[Data drawn from a collection]

——————————

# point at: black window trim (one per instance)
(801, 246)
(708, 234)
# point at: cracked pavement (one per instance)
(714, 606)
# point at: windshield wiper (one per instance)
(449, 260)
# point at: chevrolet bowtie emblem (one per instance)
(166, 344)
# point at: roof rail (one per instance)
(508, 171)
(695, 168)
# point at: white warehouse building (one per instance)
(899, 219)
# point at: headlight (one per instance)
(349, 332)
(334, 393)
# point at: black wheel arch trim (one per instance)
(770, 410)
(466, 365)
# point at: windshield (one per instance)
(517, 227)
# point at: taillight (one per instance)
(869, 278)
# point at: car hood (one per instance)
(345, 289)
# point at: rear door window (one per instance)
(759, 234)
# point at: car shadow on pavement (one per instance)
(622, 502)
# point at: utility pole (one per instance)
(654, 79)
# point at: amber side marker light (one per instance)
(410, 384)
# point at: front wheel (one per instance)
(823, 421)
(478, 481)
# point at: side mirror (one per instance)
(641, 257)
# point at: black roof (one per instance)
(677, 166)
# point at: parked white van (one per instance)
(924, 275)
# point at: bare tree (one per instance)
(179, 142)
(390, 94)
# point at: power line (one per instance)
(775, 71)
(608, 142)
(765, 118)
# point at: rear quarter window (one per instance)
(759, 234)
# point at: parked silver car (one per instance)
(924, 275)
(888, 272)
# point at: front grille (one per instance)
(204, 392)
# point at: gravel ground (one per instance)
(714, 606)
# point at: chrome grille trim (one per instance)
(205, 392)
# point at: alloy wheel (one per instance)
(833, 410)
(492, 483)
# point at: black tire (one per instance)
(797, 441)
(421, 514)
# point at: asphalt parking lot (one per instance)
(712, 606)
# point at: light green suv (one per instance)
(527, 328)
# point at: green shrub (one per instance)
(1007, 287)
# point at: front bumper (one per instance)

——————————

• [Problem] Rewrite every line of the material above as a numbered list, leaving out any blank lines.

• [Exercise response]
1. # point at: black window trim (one per instance)
2. (801, 246)
3. (708, 234)
4. # point at: cracked pavement (one per instance)
5. (714, 606)
6. # point at: windshield wiper (one per instance)
7. (449, 260)
8. # point at: chevrolet bowtie emblem (one per instance)
9. (166, 344)
10. # point at: roof rail (one per instance)
11. (508, 171)
12. (695, 168)
13. # point at: white warehouse building (one per instance)
14. (899, 219)
15. # point at: headlight (one per instance)
16. (349, 332)
17. (334, 393)
18. # point at: black wheel arch trim (one per instance)
19. (770, 410)
20. (466, 365)
21. # point at: windshield (one per instance)
22. (517, 227)
23. # point at: taillight (one per instance)
24. (869, 278)
25. # point at: car hood (one per instance)
26. (345, 289)
27. # point at: rear door window (one per instance)
28. (759, 234)
29. # point at: car shadow on pavement (one per instance)
30. (622, 502)
31. # point at: utility pole (one per instance)
32. (654, 79)
33. # point at: amber side marker light (one per instance)
34. (410, 384)
35. # point at: front wheel (one per instance)
36. (823, 421)
37. (478, 481)
38. # point at: side mirror (one per instance)
39. (641, 257)
40. # point at: black roof (one per instance)
41. (677, 166)
42. # point at: parked white van (one per instance)
43. (924, 275)
44. # point at: bare tree (one per instance)
45. (179, 142)
46. (390, 94)
47. # point at: power line (one per instance)
48. (775, 71)
49. (608, 142)
50. (765, 118)
51. # point at: rear quarter window (one per instance)
52. (759, 234)
53. # point at: parked silver car (one per instance)
54. (924, 275)
55. (888, 272)
56. # point at: front grille (one per instance)
57. (204, 392)
58. # point at: gravel ground (one per instance)
59. (714, 606)
60. # point at: chrome grille trim (one per instance)
61. (205, 392)
62. # point at: alloy wheel (one per instance)
63. (833, 410)
64. (492, 483)
65. # point at: black tire (one per instance)
66. (797, 441)
67. (421, 514)
68. # point at: asphalt parking lot (one per instance)
69. (712, 606)
70. # point at: light green suv (one per instance)
71. (527, 328)
72. # point at: green shrub (one per instance)
73. (1007, 287)
74. # point at: front bumper (one per instance)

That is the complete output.